DIRECTIONS:
1 > Write out the passage on cash and impatience word for word, from "He employed the" to "week for $7?".
2 > List every product the passage on cash and impatience gives as an example of something that helps prevent undesirable outcomes.

GIVEN TEXT:
begin

Duclos describes two different kinds of people – promotion focused and prevention focused. Promotion-focused individuals seize opportunities by creating chances like the 2,000 per cent interest on their money. Prevention-focused individuals are prudent and careful to avoid bad things happening to them.
In the second part of the study, Duclos looked to heighten prevention focus in people and perhaps close the gap observed in the first study.
He employed the same rules, except prior to starting, participants were asked to picture a product that helps prevent undesirable outcomes, like a bike helmet, seat belt or health insurance. Once in their mind, Duclos gave them the offer: Did they want the $5 immediately or wait a week for $7?
In contrast to the initial study, both those promised cash and those promised credit thought more long-term.
“Even when people have cash in hand, by activating their prevention focus, we increased their resistance to the pain of parting with cash. It’s not easy, but it can be done,” Duclos said. “One way is to alert them to the fact there are decision-making biases they are not aware of, but are still playing against them. Making them aware is the first step to freeing themselves from those biases.”
The study, Compared to Dematerialized Money, Cash Increases Impatience in Intertemporal Choice, appeared in the Journal of Consumer Psychology. Duclos conducted the study with Mansur Khamitov, an assistant professor at Nanyang Technological University in Singapore.

end

DATASET CONTENT:

begin

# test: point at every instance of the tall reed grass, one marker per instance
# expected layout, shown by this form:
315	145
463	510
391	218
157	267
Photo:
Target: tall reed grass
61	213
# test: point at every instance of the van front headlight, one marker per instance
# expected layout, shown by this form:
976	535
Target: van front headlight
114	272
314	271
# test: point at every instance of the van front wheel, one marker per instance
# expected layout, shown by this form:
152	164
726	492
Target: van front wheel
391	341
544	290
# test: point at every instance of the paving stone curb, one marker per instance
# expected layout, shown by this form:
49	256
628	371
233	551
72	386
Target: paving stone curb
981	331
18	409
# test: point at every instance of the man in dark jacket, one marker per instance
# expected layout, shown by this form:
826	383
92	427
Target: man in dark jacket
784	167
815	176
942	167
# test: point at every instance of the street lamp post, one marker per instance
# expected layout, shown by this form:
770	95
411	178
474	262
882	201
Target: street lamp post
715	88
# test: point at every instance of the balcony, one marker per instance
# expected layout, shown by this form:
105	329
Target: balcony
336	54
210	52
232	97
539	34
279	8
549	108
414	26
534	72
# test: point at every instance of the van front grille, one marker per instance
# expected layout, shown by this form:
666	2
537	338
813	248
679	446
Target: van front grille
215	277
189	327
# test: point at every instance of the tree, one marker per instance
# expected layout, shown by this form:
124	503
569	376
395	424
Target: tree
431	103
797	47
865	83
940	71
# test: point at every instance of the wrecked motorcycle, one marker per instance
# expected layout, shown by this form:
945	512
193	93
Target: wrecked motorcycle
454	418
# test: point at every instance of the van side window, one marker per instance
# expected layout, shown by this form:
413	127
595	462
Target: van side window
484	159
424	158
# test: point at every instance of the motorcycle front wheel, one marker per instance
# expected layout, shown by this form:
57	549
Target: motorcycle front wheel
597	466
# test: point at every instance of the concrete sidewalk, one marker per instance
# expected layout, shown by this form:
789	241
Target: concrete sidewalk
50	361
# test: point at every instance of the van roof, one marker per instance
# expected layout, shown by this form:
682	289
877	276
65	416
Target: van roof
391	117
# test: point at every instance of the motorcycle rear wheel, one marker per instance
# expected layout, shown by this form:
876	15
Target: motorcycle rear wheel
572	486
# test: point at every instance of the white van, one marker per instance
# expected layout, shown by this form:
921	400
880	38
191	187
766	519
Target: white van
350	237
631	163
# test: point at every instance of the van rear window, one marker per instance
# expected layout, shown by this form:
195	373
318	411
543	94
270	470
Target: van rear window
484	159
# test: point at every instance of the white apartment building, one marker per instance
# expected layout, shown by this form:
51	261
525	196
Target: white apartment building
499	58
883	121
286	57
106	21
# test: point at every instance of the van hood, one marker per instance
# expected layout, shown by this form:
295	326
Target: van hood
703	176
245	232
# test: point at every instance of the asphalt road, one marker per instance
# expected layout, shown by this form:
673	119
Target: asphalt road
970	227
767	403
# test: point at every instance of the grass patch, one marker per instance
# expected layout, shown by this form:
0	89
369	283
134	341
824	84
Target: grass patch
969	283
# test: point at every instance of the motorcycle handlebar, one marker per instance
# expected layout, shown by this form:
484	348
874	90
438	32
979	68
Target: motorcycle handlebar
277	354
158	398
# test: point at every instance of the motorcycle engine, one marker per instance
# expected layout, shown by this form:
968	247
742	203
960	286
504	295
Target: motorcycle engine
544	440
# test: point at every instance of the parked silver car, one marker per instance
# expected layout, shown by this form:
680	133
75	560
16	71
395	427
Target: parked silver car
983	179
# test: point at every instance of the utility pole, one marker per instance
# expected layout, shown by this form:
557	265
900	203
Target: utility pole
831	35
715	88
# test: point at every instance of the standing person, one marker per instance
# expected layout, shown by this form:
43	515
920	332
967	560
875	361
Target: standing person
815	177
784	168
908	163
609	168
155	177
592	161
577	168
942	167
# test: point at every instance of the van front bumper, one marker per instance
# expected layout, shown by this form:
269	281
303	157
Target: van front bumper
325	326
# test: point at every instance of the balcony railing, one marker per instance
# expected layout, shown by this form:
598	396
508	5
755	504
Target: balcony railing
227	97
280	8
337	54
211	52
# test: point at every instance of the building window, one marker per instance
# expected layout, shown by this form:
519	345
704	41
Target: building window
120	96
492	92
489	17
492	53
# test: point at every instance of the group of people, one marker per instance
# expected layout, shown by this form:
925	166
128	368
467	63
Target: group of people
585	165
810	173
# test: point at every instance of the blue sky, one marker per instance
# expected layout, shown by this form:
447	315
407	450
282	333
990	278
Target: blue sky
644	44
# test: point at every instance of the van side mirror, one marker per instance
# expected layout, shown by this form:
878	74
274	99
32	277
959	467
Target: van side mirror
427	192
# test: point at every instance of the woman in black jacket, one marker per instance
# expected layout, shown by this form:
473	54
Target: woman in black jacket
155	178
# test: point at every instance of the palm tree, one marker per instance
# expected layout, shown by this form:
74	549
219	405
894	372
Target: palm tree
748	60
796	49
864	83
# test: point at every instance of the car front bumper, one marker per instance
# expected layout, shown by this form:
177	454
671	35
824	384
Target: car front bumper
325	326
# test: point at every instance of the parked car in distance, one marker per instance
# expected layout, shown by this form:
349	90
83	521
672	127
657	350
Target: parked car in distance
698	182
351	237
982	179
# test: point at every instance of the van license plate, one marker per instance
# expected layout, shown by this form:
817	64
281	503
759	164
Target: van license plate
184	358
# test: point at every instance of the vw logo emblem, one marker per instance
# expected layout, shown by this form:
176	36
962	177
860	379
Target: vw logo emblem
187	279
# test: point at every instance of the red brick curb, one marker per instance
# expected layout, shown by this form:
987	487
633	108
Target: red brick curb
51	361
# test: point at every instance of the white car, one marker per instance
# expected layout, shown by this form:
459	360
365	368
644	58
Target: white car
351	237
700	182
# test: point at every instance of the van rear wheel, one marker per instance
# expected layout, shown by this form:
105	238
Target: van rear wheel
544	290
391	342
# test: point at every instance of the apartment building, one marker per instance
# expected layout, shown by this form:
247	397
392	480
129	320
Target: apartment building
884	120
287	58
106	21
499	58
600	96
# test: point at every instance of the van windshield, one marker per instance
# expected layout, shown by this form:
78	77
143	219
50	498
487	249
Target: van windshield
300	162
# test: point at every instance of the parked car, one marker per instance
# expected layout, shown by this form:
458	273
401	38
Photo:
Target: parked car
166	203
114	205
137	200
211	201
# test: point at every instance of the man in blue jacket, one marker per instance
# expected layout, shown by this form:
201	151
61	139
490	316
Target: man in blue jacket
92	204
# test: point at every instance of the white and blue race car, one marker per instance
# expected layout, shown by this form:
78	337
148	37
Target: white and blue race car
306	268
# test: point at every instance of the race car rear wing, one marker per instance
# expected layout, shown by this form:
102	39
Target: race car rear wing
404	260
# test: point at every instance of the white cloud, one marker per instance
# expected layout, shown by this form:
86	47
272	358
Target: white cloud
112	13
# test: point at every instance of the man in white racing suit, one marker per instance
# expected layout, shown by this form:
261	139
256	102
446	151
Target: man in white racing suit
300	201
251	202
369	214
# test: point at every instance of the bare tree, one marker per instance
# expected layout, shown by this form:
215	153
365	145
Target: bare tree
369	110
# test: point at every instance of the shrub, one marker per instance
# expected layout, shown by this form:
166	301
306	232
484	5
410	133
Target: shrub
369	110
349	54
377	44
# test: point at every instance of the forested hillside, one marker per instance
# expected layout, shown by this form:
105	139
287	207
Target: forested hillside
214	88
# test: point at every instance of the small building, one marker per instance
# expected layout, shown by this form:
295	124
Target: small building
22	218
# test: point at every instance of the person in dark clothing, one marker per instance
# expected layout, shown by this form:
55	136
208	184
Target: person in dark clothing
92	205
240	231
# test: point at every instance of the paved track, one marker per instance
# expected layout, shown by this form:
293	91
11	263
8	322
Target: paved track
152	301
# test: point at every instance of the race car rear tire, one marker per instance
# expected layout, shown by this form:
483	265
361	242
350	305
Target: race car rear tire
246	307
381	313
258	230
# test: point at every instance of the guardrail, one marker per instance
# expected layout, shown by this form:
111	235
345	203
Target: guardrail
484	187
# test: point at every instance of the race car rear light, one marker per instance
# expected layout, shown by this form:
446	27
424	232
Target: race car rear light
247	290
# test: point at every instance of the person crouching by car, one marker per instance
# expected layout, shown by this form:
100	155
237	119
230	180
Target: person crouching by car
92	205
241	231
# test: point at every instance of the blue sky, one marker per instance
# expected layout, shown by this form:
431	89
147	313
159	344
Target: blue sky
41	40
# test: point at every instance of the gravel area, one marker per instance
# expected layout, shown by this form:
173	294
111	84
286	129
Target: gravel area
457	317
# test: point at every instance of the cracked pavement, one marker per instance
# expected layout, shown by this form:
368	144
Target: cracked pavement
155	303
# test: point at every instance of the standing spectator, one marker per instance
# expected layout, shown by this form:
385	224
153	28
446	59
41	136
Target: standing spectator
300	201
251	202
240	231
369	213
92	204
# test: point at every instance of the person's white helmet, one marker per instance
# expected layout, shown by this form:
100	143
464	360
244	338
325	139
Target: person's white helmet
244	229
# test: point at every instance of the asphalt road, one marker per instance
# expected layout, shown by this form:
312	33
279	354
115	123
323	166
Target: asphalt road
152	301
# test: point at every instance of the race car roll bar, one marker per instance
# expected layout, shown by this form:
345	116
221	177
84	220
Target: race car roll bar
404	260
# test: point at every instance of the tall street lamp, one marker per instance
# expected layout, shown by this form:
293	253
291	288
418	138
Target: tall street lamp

end

FULL SOLUTIONS:
1 >
He employed the same rules, except prior to starting, participants were asked to picture a product that helps prevent undesirable outcomes, like a bike helmet, seat belt or health insurance. Once in their mind, Duclos gave them the offer: Did they want the $5 immediately or wait a week for $7?

2 > bike helmet, seat belt, health insurance